_AIM OF THE EXERCISE_.
Check every line of the entries below for the word "blue", then give only the number of lines that have it.
:::::
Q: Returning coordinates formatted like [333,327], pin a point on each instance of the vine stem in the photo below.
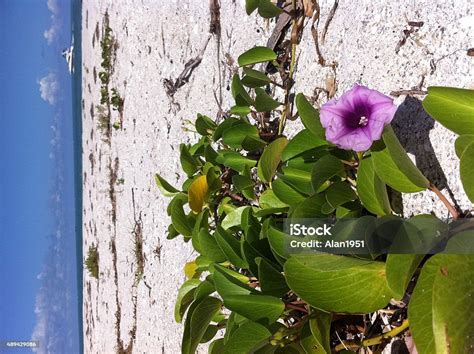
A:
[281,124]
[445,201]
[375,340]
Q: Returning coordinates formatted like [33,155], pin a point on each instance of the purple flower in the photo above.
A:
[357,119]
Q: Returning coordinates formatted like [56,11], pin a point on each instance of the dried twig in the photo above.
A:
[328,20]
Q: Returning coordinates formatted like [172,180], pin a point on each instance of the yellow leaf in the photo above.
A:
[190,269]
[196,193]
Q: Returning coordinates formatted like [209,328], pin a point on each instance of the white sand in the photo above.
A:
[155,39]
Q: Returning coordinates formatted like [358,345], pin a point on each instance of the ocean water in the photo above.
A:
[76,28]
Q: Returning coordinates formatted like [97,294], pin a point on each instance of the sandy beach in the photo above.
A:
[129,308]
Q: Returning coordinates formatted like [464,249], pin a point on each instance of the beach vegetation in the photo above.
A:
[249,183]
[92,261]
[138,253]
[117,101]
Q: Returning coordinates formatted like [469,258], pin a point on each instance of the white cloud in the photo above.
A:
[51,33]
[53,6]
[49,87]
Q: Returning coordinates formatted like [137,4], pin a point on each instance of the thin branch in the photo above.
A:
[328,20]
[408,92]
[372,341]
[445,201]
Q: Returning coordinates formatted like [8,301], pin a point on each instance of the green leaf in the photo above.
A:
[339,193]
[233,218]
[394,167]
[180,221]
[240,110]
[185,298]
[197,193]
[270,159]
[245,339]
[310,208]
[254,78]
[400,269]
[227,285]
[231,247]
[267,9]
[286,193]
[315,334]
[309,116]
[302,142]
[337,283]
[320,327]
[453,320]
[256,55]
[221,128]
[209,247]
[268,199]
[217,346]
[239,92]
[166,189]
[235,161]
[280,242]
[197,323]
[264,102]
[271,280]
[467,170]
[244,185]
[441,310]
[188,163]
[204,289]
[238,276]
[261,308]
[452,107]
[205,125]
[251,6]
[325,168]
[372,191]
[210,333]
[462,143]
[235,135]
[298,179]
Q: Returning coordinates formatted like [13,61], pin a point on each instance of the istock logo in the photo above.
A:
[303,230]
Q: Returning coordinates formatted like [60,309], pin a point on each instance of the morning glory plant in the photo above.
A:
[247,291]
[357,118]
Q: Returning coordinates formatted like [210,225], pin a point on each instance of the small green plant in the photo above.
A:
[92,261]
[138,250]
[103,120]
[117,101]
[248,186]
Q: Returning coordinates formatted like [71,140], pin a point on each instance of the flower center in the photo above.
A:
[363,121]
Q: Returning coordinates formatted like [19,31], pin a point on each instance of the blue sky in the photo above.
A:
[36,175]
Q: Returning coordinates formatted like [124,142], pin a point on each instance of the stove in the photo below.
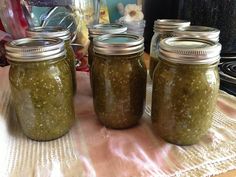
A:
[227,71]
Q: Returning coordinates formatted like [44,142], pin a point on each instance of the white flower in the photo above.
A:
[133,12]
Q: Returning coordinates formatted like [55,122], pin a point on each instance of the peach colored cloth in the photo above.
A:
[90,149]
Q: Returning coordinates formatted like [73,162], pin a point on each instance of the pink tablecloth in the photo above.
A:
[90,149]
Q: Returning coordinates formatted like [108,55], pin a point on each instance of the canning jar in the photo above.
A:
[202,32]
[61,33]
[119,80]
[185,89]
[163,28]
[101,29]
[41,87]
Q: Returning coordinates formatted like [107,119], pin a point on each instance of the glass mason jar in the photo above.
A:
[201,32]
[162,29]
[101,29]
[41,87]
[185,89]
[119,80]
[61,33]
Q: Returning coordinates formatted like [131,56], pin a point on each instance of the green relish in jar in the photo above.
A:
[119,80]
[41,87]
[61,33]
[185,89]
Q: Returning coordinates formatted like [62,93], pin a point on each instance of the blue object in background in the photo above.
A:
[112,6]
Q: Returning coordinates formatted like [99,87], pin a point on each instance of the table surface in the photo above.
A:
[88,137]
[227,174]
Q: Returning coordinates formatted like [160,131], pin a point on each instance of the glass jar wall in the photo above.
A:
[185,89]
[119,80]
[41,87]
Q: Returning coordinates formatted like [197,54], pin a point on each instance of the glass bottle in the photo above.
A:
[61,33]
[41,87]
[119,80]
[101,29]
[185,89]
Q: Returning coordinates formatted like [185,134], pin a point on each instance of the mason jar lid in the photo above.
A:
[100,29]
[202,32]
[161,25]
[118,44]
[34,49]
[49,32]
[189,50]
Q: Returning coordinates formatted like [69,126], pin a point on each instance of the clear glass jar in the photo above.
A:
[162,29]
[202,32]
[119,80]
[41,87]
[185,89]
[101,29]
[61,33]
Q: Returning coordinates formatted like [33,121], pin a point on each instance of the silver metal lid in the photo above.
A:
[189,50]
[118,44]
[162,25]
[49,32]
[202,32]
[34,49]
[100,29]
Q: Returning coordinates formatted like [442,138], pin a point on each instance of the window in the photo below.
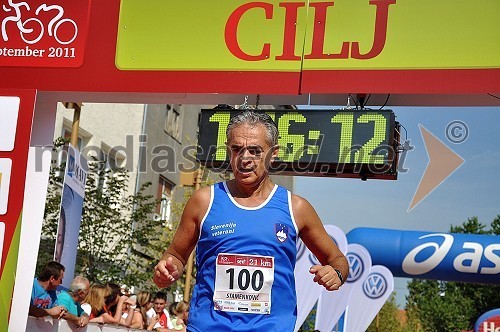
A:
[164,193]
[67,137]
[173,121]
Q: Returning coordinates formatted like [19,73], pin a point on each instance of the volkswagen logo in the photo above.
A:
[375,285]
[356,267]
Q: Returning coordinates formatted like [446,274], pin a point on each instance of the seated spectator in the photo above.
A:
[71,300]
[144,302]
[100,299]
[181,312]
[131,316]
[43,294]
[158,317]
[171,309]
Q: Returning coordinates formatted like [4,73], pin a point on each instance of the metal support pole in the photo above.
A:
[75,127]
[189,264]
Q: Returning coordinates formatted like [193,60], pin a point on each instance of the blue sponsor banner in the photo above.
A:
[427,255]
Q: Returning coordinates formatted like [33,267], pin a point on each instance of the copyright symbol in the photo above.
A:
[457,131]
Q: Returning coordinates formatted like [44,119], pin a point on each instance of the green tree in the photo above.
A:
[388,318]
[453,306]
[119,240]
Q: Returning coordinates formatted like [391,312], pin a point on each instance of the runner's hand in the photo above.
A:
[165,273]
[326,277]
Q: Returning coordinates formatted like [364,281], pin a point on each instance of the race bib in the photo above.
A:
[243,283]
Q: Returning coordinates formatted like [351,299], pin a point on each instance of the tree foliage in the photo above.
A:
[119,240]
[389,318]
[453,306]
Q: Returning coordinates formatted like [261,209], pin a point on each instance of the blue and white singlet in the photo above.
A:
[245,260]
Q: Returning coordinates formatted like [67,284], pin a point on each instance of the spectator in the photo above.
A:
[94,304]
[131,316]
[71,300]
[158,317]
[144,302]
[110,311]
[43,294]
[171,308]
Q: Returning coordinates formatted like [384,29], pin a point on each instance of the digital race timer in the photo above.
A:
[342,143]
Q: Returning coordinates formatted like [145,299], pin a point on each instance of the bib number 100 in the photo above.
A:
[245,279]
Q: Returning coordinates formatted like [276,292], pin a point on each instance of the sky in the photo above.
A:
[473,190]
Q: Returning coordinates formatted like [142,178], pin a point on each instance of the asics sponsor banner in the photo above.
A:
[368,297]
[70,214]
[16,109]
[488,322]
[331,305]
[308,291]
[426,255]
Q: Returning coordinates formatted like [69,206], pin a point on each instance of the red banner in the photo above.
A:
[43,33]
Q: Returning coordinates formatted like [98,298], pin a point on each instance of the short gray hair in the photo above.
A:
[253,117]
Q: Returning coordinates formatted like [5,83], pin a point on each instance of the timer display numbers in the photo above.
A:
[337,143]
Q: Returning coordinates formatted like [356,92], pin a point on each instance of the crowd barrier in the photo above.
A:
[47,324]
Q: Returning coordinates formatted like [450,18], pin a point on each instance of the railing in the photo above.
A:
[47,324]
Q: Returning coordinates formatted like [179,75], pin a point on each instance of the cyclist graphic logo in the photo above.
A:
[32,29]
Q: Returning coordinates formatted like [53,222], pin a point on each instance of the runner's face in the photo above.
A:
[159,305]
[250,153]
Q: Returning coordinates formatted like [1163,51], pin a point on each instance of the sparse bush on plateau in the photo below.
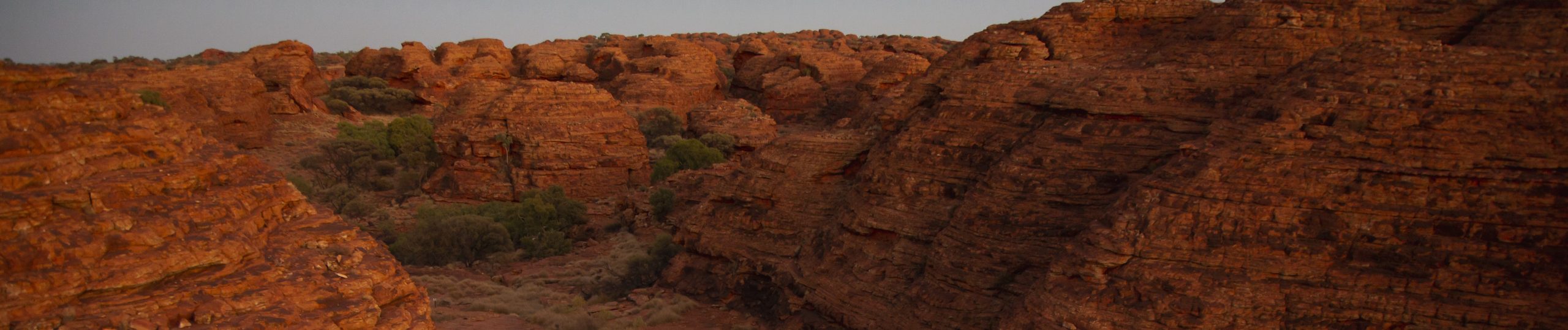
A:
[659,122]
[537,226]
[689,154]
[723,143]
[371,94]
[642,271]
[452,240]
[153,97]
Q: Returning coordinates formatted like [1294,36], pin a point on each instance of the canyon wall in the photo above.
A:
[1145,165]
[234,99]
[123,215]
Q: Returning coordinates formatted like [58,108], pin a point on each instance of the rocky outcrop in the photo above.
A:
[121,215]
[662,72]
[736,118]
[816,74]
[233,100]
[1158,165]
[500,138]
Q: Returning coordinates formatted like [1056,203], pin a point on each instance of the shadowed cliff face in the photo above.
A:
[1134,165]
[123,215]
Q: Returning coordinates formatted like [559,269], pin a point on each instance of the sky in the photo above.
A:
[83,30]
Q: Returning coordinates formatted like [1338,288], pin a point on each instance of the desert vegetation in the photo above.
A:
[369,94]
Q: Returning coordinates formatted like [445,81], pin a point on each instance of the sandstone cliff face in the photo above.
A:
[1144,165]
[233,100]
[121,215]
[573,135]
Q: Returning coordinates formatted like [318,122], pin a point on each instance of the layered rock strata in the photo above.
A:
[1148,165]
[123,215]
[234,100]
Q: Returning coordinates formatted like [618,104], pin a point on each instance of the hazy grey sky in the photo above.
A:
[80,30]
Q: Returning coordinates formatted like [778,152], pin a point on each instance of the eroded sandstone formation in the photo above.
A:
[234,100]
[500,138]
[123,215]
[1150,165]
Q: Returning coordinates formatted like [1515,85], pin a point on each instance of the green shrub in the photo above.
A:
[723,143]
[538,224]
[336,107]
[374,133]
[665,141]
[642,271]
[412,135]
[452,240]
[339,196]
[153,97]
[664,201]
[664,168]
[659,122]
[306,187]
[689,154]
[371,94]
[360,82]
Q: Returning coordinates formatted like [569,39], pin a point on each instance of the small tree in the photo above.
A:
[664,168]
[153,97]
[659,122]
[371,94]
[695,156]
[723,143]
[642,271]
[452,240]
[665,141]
:::::
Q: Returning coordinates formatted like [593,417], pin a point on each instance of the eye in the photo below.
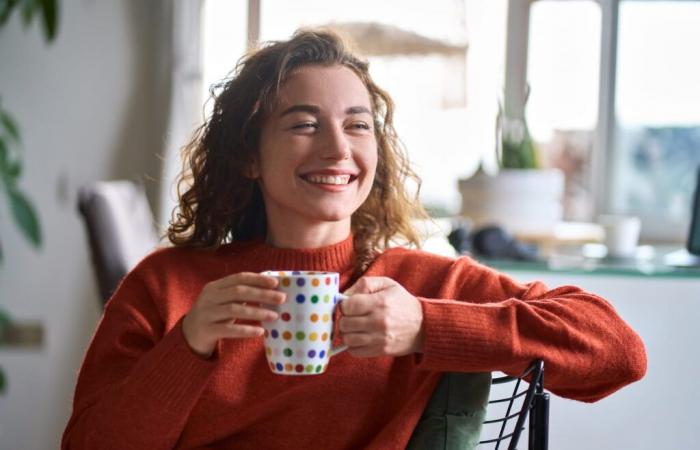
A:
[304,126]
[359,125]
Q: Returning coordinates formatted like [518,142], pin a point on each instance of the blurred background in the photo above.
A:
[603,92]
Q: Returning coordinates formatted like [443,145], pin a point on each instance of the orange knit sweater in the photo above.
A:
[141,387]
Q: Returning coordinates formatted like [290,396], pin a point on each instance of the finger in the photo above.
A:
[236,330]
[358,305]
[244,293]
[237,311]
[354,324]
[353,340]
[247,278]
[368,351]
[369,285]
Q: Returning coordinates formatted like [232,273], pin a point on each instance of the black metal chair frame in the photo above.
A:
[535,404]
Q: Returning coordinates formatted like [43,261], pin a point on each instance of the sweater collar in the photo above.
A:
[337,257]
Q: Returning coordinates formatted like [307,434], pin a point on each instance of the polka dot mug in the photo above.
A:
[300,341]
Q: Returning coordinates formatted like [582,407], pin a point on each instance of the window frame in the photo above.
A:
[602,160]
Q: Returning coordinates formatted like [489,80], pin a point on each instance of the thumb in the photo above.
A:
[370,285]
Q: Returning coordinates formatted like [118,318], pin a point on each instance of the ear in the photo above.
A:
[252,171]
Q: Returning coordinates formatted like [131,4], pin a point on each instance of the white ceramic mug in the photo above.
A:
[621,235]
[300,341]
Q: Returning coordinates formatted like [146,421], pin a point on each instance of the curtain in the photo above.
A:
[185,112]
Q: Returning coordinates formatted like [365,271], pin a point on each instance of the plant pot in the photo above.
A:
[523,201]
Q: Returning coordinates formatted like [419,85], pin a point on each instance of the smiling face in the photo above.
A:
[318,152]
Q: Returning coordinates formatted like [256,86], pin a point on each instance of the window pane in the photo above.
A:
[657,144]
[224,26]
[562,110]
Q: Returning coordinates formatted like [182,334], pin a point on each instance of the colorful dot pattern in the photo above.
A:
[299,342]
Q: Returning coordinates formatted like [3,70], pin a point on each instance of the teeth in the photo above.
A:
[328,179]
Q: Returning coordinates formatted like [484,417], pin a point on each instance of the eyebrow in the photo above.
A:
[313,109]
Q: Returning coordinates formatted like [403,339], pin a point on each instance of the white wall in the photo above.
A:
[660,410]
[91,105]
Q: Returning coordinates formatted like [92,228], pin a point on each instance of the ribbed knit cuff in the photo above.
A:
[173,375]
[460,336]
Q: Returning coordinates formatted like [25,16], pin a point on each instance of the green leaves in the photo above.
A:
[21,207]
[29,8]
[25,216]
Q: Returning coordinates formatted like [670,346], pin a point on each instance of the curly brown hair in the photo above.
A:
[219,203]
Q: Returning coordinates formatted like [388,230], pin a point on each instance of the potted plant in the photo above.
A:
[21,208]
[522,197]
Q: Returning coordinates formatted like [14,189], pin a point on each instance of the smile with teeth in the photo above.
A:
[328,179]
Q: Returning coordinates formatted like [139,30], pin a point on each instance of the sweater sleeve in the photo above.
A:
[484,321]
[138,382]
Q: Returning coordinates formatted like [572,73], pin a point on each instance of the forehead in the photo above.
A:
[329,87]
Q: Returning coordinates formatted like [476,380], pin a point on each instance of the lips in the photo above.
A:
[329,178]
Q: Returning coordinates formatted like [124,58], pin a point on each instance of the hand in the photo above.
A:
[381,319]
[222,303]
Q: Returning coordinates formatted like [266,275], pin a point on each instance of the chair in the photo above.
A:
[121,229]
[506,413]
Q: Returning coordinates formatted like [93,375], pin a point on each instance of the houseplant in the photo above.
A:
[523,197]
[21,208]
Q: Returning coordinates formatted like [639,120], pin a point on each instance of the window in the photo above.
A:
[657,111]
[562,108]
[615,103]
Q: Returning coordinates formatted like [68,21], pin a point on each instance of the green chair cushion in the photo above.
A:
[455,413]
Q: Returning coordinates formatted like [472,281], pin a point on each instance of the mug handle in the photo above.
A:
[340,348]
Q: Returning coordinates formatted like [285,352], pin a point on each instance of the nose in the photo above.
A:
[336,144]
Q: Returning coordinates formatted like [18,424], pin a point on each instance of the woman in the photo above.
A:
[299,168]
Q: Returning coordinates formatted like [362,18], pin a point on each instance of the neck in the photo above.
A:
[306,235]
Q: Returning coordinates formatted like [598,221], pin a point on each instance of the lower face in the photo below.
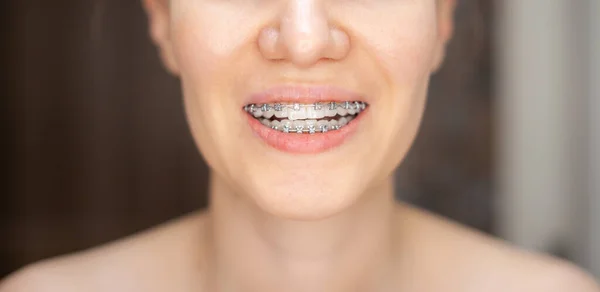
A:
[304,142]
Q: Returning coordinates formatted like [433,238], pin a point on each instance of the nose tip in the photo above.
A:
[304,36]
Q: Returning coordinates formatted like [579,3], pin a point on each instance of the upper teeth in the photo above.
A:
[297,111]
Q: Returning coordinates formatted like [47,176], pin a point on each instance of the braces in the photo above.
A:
:::::
_TASK ANSWER_.
4